● **Task instructions**: Your copy should hold every record verbatim and none of the pictures.

● **Source records**:

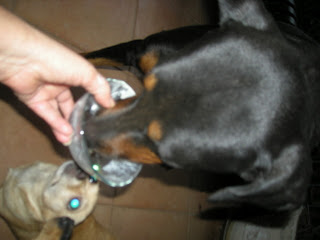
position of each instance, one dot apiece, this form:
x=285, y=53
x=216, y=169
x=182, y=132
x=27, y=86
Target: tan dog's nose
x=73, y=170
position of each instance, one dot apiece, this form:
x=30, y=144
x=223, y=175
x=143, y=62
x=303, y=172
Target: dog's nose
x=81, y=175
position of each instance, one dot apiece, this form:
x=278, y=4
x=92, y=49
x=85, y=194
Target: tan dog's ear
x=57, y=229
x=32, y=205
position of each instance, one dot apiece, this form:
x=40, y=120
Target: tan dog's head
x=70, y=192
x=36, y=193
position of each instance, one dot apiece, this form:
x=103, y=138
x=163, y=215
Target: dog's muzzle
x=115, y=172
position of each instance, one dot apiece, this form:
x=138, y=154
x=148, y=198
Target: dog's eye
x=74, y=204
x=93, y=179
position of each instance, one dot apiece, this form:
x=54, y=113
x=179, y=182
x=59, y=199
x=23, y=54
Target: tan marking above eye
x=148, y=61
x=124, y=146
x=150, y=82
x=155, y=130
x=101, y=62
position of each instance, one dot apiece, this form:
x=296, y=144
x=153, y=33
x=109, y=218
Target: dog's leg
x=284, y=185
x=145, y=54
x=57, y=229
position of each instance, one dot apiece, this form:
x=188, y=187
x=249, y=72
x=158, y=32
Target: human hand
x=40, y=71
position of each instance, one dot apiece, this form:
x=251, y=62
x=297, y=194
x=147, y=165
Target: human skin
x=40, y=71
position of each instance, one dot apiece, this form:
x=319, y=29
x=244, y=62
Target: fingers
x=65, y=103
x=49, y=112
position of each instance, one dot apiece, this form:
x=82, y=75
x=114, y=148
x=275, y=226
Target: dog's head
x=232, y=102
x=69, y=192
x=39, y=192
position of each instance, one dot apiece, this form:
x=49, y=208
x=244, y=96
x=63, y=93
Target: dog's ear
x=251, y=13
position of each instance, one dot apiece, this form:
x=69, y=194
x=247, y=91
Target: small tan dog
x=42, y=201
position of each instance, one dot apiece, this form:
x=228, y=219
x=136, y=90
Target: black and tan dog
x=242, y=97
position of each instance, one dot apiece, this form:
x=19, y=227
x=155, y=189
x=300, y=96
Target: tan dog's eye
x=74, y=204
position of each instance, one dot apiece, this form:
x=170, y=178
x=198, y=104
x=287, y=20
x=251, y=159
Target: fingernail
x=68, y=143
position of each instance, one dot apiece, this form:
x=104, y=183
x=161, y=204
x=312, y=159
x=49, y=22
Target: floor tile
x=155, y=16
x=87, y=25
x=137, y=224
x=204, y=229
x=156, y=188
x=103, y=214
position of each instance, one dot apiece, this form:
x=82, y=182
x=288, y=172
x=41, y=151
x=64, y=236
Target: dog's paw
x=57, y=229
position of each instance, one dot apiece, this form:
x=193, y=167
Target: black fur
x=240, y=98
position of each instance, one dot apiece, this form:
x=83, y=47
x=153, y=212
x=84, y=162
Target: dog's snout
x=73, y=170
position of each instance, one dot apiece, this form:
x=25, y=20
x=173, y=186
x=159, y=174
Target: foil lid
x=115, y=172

● **Result of the task**:
position of each instance, one dot apiece, this form:
x=285, y=53
x=216, y=169
x=182, y=132
x=27, y=86
Target: tan dog's nose
x=73, y=170
position of each instance, one dot apiece, this form:
x=30, y=144
x=223, y=175
x=143, y=62
x=303, y=172
Target: dog's nose
x=81, y=175
position of each instance, one dot apiece, this form:
x=278, y=4
x=92, y=49
x=85, y=194
Target: tan dog's ear
x=57, y=229
x=32, y=205
position of each instance, one dot apiece, this form:
x=40, y=120
Target: tan dog's head
x=70, y=192
x=36, y=193
position of each instance, one dot apiece, this form:
x=103, y=138
x=163, y=215
Target: dog's muzzle
x=115, y=172
position of each instance, one dot apiece, this form:
x=138, y=154
x=148, y=198
Target: dog's eye
x=74, y=204
x=93, y=179
position of each instance, one dot apiece, this form:
x=54, y=113
x=179, y=182
x=59, y=199
x=23, y=54
Target: tan marking above eye
x=148, y=61
x=124, y=146
x=150, y=82
x=155, y=130
x=101, y=62
position of each instance, one dot apiece, this form:
x=296, y=144
x=153, y=33
x=109, y=218
Target: dog's leg
x=284, y=185
x=145, y=54
x=57, y=229
position of each instance, one dot apiece, this form:
x=188, y=187
x=249, y=72
x=158, y=32
Target: human hand
x=40, y=71
position of each instance, one dot apiece, this form:
x=251, y=62
x=297, y=194
x=147, y=165
Target: human skin
x=40, y=71
position of each instance, one dot apiece, this form:
x=319, y=29
x=244, y=62
Target: fingers
x=65, y=103
x=49, y=112
position of each instance, one dot apiece, this form:
x=82, y=75
x=114, y=148
x=275, y=226
Target: dog's head
x=232, y=102
x=69, y=192
x=39, y=192
position of each instance, one dot apiece, this form:
x=49, y=208
x=244, y=96
x=63, y=93
Target: dog's ear
x=251, y=13
position of each instance, one dot apiece, this form:
x=69, y=194
x=247, y=91
Target: small tan dog
x=42, y=201
position of each instance, one dot apiece, this form:
x=228, y=219
x=136, y=90
Target: black and tan dog
x=242, y=97
position of each instance, one dot apiece, this form:
x=19, y=227
x=155, y=189
x=300, y=96
Target: tan dog's eye
x=74, y=204
position of each instance, one dot apiece, this form:
x=170, y=178
x=198, y=104
x=287, y=20
x=251, y=159
Target: fingernail
x=68, y=143
position of each instance, one dot apiece, this form:
x=104, y=183
x=161, y=204
x=312, y=159
x=49, y=22
Target: floor tile
x=155, y=16
x=87, y=25
x=137, y=224
x=204, y=229
x=156, y=188
x=103, y=214
position of each instance, one dot apiece, this form:
x=82, y=182
x=288, y=172
x=41, y=151
x=64, y=236
Target: dog's paw
x=57, y=229
position of each instance, one dot apiece, this form:
x=193, y=167
Target: black fur
x=240, y=98
position of each instance, one dot apiece, this form:
x=83, y=47
x=153, y=212
x=84, y=162
Target: dog's snout
x=73, y=170
position of each instance, one dot apiece, this form:
x=25, y=20
x=173, y=186
x=159, y=174
Target: foil lid
x=115, y=172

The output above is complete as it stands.